▶ Prompt
Please write out the material below exactly as given.

▶ Records provided
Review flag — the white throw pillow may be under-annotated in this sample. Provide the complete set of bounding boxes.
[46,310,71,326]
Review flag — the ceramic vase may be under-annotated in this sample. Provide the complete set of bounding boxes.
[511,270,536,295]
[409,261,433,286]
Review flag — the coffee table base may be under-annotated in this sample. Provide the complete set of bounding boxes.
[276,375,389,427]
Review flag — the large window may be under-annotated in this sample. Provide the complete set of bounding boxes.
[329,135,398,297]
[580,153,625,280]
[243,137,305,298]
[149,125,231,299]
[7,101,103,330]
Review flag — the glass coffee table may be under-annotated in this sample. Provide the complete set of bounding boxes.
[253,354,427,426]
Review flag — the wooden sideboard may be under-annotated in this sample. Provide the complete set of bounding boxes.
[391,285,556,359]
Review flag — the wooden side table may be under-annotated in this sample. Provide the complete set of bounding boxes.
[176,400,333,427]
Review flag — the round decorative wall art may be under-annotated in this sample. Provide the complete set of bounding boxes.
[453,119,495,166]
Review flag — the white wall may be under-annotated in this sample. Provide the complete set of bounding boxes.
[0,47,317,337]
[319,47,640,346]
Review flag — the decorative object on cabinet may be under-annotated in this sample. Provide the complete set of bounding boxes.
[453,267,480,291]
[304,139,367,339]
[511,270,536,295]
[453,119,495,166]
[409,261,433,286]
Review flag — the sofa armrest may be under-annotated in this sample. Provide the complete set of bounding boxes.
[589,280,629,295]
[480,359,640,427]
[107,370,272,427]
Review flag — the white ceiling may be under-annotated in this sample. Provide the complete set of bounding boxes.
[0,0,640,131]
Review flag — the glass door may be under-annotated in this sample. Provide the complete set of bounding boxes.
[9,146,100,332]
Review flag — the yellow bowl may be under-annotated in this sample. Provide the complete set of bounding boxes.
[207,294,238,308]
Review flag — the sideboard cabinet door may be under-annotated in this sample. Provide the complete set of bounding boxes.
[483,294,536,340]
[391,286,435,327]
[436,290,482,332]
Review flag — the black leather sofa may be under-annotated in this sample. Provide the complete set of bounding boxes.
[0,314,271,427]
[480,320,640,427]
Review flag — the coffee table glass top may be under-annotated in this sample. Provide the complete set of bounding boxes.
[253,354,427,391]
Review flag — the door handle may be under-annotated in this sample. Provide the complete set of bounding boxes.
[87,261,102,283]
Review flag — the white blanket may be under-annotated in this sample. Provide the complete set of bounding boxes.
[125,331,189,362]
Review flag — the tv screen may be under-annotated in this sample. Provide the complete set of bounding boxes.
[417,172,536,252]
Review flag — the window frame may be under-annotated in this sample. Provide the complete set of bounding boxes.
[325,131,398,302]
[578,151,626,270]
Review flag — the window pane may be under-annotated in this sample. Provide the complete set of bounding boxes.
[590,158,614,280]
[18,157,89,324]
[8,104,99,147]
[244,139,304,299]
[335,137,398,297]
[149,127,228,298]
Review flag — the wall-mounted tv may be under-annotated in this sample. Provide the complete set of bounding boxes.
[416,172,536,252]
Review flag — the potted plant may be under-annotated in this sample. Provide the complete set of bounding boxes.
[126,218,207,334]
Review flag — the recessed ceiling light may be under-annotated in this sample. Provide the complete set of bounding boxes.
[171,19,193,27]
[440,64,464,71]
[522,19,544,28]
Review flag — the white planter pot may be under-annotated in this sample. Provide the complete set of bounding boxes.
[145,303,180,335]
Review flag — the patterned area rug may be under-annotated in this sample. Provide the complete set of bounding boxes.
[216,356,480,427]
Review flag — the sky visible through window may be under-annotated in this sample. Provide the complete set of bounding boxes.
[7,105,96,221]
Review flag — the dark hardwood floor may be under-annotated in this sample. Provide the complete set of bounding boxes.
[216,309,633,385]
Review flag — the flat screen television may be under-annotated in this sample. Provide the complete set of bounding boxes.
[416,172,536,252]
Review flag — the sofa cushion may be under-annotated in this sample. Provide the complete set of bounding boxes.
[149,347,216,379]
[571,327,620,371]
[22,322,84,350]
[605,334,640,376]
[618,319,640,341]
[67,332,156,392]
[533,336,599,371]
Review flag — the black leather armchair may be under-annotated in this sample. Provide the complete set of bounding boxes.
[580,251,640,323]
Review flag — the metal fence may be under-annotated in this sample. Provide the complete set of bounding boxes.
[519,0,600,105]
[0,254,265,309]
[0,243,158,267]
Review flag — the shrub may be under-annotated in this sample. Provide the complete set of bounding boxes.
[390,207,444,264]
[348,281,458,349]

▶ Exercise output
Review flag — the white throw pillow may be under-annotated in this sample. Provide the complete set of bounding boxes.
[46,310,71,326]
Review flag — the ceramic vase may be under-annotated in this sample. Provide the complete set of bounding boxes.
[511,270,536,295]
[409,261,433,286]
Review flag — the coffee table base may be under-annotated in this sample. Provide the complete set of bounding boxes.
[276,375,389,427]
Review flag — the large window may be under-annotated in this sample. Provide the complete set of bounding boxes.
[329,135,398,297]
[580,153,625,280]
[243,137,305,298]
[149,125,231,299]
[7,101,103,330]
Review flag — the glass coffee table may be under-annotated in this sample. Provide the complete set of bounding boxes.
[253,354,427,426]
Review flag — the wooden sideboard may be under-annotated in this sample. Provide the complete set of bounding boxes.
[391,285,556,359]
Review flag — the wooden side table may be under-annotated in this sample. Provide the complete set of bounding boxes.
[176,400,333,427]
Review flag — the round decorative wall art may be under-annotated in this sample. Provide the complete set of bounding boxes.
[453,119,495,166]
Review flag — the white wall may be under-annotated in this sample. Provide the complete set of bounding boxes.
[0,47,317,337]
[319,47,640,346]
Review flag — the decorative object on cabinet may be under-annotated in this sample. Provide the complete set of bounding boxes.
[453,267,480,291]
[304,139,367,339]
[511,270,536,295]
[453,119,495,166]
[409,261,433,286]
Review flag — the sofa armrest may be under-annotated in this sample. Provide the complete set of bounding boxes.
[589,280,629,295]
[480,359,640,427]
[107,370,272,427]
Review flag — the white ceiling may be under-annotated in this sample. Provide the complete set of bounding boxes.
[0,0,640,131]
Review flag — the glass door may be under-annotated in this sample. Provide the complete set of bounding boxes.
[9,146,100,332]
Review flag — the yellow bowl may be under-annotated in this sample. Provide the complete set of bounding boxes.
[207,294,238,308]
Review flag — the sideboard cabinet door may be under-annotated in this sample. Provide the complete set of bounding boxes.
[483,294,536,340]
[391,286,435,327]
[436,290,482,332]
Review flag — the black leather sofa may be under-annotated in this sample. Provide the complete set of bounding boxes.
[0,314,271,427]
[480,320,640,427]
Review flag — the coffee table glass top may be under-annotated in this sample. Provide the complete set of bounding boxes.
[253,354,427,391]
Review flag — the door handle may be under-annotated in this sample. Provide the complete set of bounding boxes.
[87,261,102,283]
Review flag — the white blanket may be under-annotated in this sample. Provide the complete set of bounding boxes.
[125,331,189,362]
Review flag — the tv screen may be under-annotated in this sample. Provide the complete set of bounding boxes.
[417,172,536,252]
Review flag — the window frame may be under-annotated in this sample. Provide the complete set of bounding boxes.
[325,131,398,302]
[578,151,626,270]
Review flag — the window pane may be under-annotated in this sample. Provide the complete set of bounding boxes.
[590,158,614,280]
[18,157,89,324]
[8,104,99,147]
[244,139,304,299]
[335,137,398,297]
[149,127,228,298]
Review flag — the wall-mounted tv may be under-annotated in this sample. Provide the complete set of bounding boxes.
[416,172,536,252]
Review flag — the potted plant may be under-annotated in this sample. Provide the complete set of bounding boxes.
[126,218,207,334]
Review flag — the recessed ceiling light may be under-annotated in this sample. Provide the complete set of bounding boxes.
[171,19,193,27]
[440,64,464,71]
[522,19,544,28]
Review flag — the white planter pot may be under-annotated in this sample. Provide the complete set of bounding boxes.
[145,303,180,335]
Review flag — the patterned area rug may be under-annotated in this sample. Provide the complete set of bounding boxes.
[216,356,480,427]
Review flag — the sky visible through window may be under-annotated in this sample. Provide the complete set of bounding boxes.
[7,105,96,221]
Review flag — the dark hardwood floor may be under-annotated in this sample. Provide the complete set of bounding boxes.
[216,309,633,385]
Review flag — the flat screen television may be under-annotated in this sample. Provide the complete set of bounding boxes.
[416,172,536,252]
Review flag — the sofa cushion may be under-annotated in this sample. Provide the complete set of bounding boxes.
[149,347,216,379]
[571,327,620,371]
[22,322,84,350]
[605,334,640,376]
[618,319,640,341]
[67,332,156,392]
[533,336,599,371]
Review flag — the black leather armchair may be under-annotated in this sample. Provide the complete set of bounding boxes.
[580,251,640,323]
Review flag — the metal fence may be under-annotated in this sample. Provide the complete set of bounding boxes.
[519,0,600,105]
[0,254,265,309]
[0,243,158,267]
Review flag — the shrub may be under-annotated in this sample. Provide the complete set of bounding boxes.
[390,207,444,264]
[348,281,458,349]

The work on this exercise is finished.